## [PROVIDED TEXT]
Daily Devotion for February 25, 2015
Our Father, who art in heaven, hallowed be thy name. Thy kingdom come; Thy will be done, on earth as it is in heaven. Give us this day our daily bread, and forgive us our trespasses, as we forgive those who trespass against us. And lead us not into temptation, but deliver us from evil.
For Thine is the kingdom, and the power, and the glory, forever and ever.
Our hearts open wide to sing Your praise,
And our sound becomes sweet with Your Anthems ringing.
Praise to the name of the Lord.
Sing Allelu, Sing Allelu,
We rejoice in your love, most High.
Sing Allelu, Sing Allelu,
In Your light, You shine forever.
Shine in us, O Lord, forever
We're the light to the world, Allelu.
Let us who are afraid, find refuge in Christ,
and redemption assured in His name.
By day and by night, we delight in Your love
And forever your Word will remain.
Music and Lyrics by the Odes Project
Prayer of Love
God, my Father, may I love you in all things and above all things. May I reach the joy which you have prepared for me in Heaven. Nothing is good that is against your will, and all that is good comes from your hand.

## [DATASET EXCERPTS]
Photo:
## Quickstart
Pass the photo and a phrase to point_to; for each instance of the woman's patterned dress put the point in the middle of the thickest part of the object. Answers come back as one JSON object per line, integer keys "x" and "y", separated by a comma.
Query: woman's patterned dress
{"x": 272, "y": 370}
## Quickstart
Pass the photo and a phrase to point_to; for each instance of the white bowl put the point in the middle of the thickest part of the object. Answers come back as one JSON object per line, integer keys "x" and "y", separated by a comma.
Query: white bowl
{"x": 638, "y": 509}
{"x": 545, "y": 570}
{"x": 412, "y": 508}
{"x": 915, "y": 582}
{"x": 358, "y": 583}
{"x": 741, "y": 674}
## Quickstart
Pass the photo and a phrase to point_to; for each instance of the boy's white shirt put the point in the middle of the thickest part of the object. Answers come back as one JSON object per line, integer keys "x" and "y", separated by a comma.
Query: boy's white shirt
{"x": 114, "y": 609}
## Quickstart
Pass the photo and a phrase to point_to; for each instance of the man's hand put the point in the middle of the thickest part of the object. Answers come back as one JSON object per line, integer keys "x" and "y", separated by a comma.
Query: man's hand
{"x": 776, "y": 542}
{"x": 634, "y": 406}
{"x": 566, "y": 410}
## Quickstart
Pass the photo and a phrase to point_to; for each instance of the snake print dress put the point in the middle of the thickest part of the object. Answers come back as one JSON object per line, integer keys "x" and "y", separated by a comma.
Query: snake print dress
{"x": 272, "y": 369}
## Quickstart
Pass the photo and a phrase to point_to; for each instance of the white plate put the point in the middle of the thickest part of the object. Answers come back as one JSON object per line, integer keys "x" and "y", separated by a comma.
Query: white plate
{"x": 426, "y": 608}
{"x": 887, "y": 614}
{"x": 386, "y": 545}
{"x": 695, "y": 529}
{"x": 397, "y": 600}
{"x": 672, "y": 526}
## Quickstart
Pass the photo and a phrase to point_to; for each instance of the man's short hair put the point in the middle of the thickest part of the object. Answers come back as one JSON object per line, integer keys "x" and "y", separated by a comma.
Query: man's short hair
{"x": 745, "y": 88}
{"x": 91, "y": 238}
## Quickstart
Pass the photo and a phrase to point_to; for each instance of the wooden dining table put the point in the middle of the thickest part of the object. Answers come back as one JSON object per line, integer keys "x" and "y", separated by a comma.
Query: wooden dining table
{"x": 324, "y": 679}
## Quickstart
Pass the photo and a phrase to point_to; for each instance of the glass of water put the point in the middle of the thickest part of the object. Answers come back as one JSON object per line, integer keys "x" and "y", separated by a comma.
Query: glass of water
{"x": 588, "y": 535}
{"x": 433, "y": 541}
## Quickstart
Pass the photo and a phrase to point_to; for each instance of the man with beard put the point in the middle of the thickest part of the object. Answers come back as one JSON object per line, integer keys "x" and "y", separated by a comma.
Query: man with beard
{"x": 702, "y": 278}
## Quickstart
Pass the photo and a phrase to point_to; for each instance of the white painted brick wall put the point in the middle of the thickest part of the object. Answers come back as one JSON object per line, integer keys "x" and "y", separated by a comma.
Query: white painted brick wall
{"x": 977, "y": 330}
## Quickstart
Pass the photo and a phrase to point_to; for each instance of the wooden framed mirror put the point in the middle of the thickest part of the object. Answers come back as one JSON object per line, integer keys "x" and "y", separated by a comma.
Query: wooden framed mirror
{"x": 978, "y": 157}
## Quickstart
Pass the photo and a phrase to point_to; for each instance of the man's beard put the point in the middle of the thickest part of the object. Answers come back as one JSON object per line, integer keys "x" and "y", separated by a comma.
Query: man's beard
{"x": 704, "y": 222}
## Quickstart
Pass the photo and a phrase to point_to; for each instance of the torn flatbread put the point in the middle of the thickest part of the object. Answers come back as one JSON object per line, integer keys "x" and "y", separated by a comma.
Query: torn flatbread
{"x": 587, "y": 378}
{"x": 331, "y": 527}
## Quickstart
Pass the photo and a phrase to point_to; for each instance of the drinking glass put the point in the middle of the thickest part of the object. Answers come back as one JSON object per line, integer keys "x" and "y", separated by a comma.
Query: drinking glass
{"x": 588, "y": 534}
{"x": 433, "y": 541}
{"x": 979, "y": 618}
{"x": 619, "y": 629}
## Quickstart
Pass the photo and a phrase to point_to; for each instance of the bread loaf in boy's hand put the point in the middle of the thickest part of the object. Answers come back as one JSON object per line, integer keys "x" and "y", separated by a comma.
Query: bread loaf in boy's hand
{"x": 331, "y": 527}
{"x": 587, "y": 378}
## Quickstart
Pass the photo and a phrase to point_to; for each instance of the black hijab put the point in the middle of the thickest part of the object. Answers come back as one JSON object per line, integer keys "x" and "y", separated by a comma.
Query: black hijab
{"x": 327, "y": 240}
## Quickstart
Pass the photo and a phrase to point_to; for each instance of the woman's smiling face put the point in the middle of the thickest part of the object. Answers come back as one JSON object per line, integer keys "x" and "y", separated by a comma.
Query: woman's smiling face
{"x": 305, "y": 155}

## [EXERCISE DETAILS]
Summarize the daily devotion text above in two sentences.

## [OUTPUT FOR THIS EXERCISE]
The devotion for February 25, 2015 opens with the prayer beginning "Our Father, who art in heaven," followed by song lyrics by the Odes Project that praise the name of the Lord, rejoice in His love, and invite those who are afraid to find refuge in Christ. It closes with a Prayer of Love that asks to love God in all things and above all things and to reach the joy prepared in Heaven, affirming that all that is good comes from His hand.